■ Document section ■
BEGIN

Fall 2022 Courses

October 12, 2022 | 2:28 pm

This page lists Jacobs-affiliated courses taught during Fall 2022. To see Jacobs Hall course listings from other semesters, please visit our primary course listings page.

CE 190-1 / DES INV 190-11 ELECTRIC MOBILITY ENGINEERING

This course provides students with an introduction and hands-on engineering design experience on electric mobility. Transportation is the largest energy end-use sector at 37%. Over 95% of transportation energy is fossil fuel based. Consequently, decarbonizing transportation is a critical step toward climate change mitigation. Electric mobility describes concepts for utilizing electric power technologies for transportation, such as batteries and electric motors. This includes electric cars, micro-mobility, electric aircraft, electric ships, and more. The course is divided into three parts: First, we examine the economic, environmental and ethical principles behind transitioning combustion-based drivetrains to electric drivetrains. Second, we introduce the fundamental principles behind electric drivetrains, including electric machines and batteries. Third, students will disassemble an electric scooter, discover how it works, and then create an improved design.

END

Stored records:
BEGIN

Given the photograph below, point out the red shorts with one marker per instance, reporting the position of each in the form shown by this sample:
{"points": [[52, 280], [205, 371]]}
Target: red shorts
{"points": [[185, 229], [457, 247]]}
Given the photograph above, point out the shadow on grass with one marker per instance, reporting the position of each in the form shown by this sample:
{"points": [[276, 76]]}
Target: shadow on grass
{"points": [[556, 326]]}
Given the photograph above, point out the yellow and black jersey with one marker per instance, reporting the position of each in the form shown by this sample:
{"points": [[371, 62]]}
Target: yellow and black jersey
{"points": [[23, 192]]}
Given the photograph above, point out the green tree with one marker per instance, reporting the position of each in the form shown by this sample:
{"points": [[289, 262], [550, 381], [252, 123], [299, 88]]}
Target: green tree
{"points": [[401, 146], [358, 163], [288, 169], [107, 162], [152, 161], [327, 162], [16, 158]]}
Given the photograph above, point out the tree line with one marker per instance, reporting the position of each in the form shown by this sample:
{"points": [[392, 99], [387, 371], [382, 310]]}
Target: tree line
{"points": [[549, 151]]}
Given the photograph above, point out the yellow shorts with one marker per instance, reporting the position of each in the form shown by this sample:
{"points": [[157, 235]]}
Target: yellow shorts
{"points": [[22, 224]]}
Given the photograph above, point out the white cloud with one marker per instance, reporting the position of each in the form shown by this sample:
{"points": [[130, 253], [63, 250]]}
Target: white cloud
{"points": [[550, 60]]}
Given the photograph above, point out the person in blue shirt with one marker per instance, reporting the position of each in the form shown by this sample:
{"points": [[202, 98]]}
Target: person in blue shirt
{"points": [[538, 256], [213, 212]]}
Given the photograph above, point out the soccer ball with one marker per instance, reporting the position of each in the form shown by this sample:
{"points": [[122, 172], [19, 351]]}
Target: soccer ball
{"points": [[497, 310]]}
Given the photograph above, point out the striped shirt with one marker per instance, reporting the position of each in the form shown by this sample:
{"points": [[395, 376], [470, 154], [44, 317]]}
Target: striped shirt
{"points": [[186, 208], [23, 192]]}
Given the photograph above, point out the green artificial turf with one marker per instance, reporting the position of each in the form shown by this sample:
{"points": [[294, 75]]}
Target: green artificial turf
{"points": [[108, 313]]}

END

■ Instruction 1 ■
Write out the Fall 2022 course listing from "October 12, 2022" up to and including "course listings page.".
■ Instruction 2 ■
Write what comes next in the Fall 2022 course listing, picking up right after its last sentence.

■ Written reply 1 ■
October 12, 2022 | 2:28 pm

This page lists Jacobs-affiliated courses taught during Fall 2022. To see Jacobs Hall course listings from other semesters, please visit our primary course listings page.

■ Written reply 2 ■
DES INV 15 DESIGN METHODOLOGY

This introductory course aims to expose you to the mindset, skillset and toolset associated with design. It does so through guided applications to framing and solving problems in design, business and engineering. Specifically, you will learn approaches to noticing and observing, framing and reframing, imagining and designing, and experimenting and testing as well as for critique and reflection. You will also have a chance to apply those approaches in various sectors.

DES INV 21 VISUAL COMMUNICATION & SKETCHING

Good ideas alone are not the key to being a great designer or innovator. Rather, it is the strong process and communication skills that will make you stand out as a design practitioner and leader. In today’s landscape of product design and innovation, great visual communicators must know how to 1) effectively and confidently sketch by hand, 2) understand and utilize the basics of visual design, and 3) tell captivating and compelling stories. This course, offered in a project-based learning format, will give participants practice and confidence in their ability to communicate visually.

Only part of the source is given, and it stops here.